— START OF TEXT SHOWN —

# Saddam's Glock



## TheWookie (Jul 6, 2009)

Was gifted to President Bush from Delta Force Soldiers. Now in the National Archives, possibly to end up on display.







Many American presidents have kept prized possessions within reach during their White House years. Franklin D. Roosevelt cherished a 19th century ship model of the U.S.S. Constitution. One of Dwight D. Eisenhower’s favorite gifts was an engraved Steuben glass bowl from his cabinet. And sitting on John F. Kennedy’s desk in the Oval Office was a paperweight made from a coconut shell he had carved with a distress message after his PT-109 was sunk during World War II.

The objects have been bequeathed to the American public, accessible through a visit to each man’s presidential library and museum. And so when the library for George W. Bush opens in 2013 on the campus of Southern Methodist University in Dallas, visitors will most likely get to see one of his most treasured items: Saddam Hussein’s pistol.

The gun, a 9 millimeter Glock 18C, was found in the spider hole where the Iraqi leader was captured in December 2003 by Delta Force soldiers, four of whom later presented the pistol to Mr. Bush. Among the thousands of gifts Mr. Bush received as president, the gun became a favorite, a reminder of the pinnacle moment of the Iraq war, according to friends and long-time associates.

Before Mr. Bush left the White House in January, he made arrangements for the gun to be shipped to a national archives warehouse just 18 miles north of his new home in Dallas. His foundation said a final decision had not been made on including the gun in the presidential library. But his associates and visitors to the White House said Mr. Bush had told them of his intention to display it there. 

For nearly five years, Mr. Bush kept the mounted, glass-encased pistol in the Oval Office or a study, showing it with pride, especially to military officials, they said. He also let visitors in on a secret: when the pistol was recovered, it was unloaded.

“We were getting ready to leave the Oval Office, and he told us, ‘Wait a minute, guys, I want to show you something,’ ” recalled Pete Hegseth, the chairman of Vets for Freedom, who described a July 2007 visit. “The president moved back into his private study and he came out with the gun, inside this glass case. He said, ‘The Delta guys pulled it off Saddam.’ He was very proud of it.” 

Mr. Bush also showed Mr. Hegseth another item: a brick from the Iraq safe house where the Qaeda leader Abu Musab al-Zarqawi was killed by an American air strike in 2006.

The gun is among 40,000 artifacts and gifts the Bushes had collected, including the bullhorn Mr. Bush used to address rescue workers at ground zero and a special edition Cooperstown baseball bat signed by every living Hall of Famer. 

Douglas Brinkley, an author and history professor at Rice University, said the pistol opened a psychological window into Mr. Bush’s view of his presidency.

— END OF TEXT SHOWN —
— START OF DATA LINES —

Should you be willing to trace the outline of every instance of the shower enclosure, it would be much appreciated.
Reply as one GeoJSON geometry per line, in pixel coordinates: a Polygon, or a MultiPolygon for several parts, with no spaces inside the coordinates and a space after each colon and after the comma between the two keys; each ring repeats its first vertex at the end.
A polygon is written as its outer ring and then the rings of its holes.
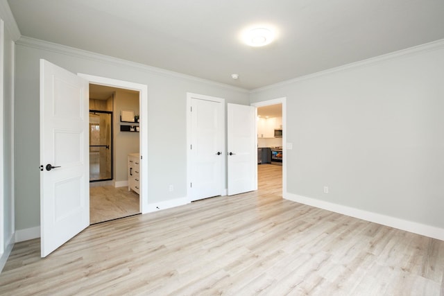
{"type": "Polygon", "coordinates": [[[112,180],[112,112],[89,110],[89,182],[112,180]]]}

— END OF DATA LINES —

WHAT TO WORK ON:
1. Copy the passage in the thread about Saddam Hussein's pistol from "The gun is among" up to and including "Hall of Famer.".
2. Pick up the thread about Saddam Hussein's pistol where it stops and keep writing.

REPLIES:
1.
The gun is among 40,000 artifacts and gifts the Bushes had collected, including the bullhorn Mr. Bush used to address rescue workers at ground zero and a special edition Cooperstown baseball bat signed by every living Hall of Famer.

2.
“It represents this Texas notion of the white hats taking out the black hats and keeping the trophy,” Mr. Brinkley said. “It’s a True West magazine kind of pulp western mentality. For President Bush, this pistol represents his greatest moment of triumph, like the F.B.I. keeping Dillinger’s gun. He wants people generations from now to see the gun and say, ‘He got the bad guy.’ ”

Mr. Bush once said his favorite biography was of Sam Houston, the Texas hero who would have kept a gun from a vanquished enemy, Mr. Brinkley said. The fact that Mr. Hussein’s gun was unloaded was an amazing “irony,” he added.

Mark Langdale, the president of the George W. Bush Foundation, said the library would use items to highlight 25 of Mr. Bush’s presidential decisions. “The gun is an interesting artifact, and it tells you that the United States captured Saddam Hussein and disarmed him literally,” Mr. Langdale said. “How we fit that into the decision to go to war, we haven’t gotten to that point yet.”

One longtime friend of Mr. Bush, who like the others spoke on condition of anonymity, said the gun had become as important to Mr. Bush as the police shield given to him by Arlene Howard, the mother of a New York Port Authority officer, George Howard, who died on Sept. 11. He still keeps the shield with him, the friend said. 

The George W. Bush Presidential Center will cost $200 million. More than $100 million has already been donated, according to several of Mr. Bush’s friends. The former president has raised much of the money, usually at small luncheons and dinners. Some donors have given as much as $5 million, the friends said. 

“The president is working very hard, and the money is rolling in,” one friend said. “People love the man, they think he did a great job, and they know the library is very important to him.”

The odyssey of the gun began on Dec. 13, 2003, when Mr. Hussein was discovered in the 8-foot-deep hole on a farm near Tikrit. Delta Force soldiers did not see the gun at first, said Steve Russell, a retired Army lieutenant colonel who helped lead the mission and is now a Oklahoma state senator.

Mr. Russell said Mr. Hussein had been crouched on all fours, the gun on the floor. The soldiers kept the rare pistol, which can fire bullets automatically, with two AK-47s found in the farmhouse, he said.

In early 2004, one of the soldiers came up with the idea of presenting the gun to Mr. Bush. On March 1 that year, the Delta Force men surprised the president with the pistol at an Oval Office meeting. 

“That was a great day,” Mr. Bush told the Pentagon Channel in December. “I’ve had a lot of beautiful days in office; some not so happy. But my best days have come when certain milestones have been reached, and I love to share those milestones and those days with the people who actually made them happen.”

http://www.nytimes.com/2009/07/06/us/06gun.html


----------



## Diamondback 2/2 (Jul 6, 2009)

Great read, I miss Bush as POTUS!


----------



## JJOIFVET (Jul 6, 2009)

Saddam, what a coward. At least his sons put up a small fight.


----------



## Rapid (Jul 6, 2009)

Not even gold-plated? Bah!


----------



## Rock42 (Jul 6, 2009)

Rapid said:


> Not even gold-plated? Bah!



I just went on the Glock site, can get it in OD green, no gold. No sense of fashion. Bastards.


----------



## JJOIFVET (Jul 6, 2009)

At my old team house in Baghdad, we used to have three gold plated AKs, and a chrome plated one from one of Saddams palaces. I have no clue what happened to them when we left that deployment.


----------



## WillBrink (Jul 7, 2009)

JJOIFVET said:


> Saddam, what a coward. At least his sons put up a small fight.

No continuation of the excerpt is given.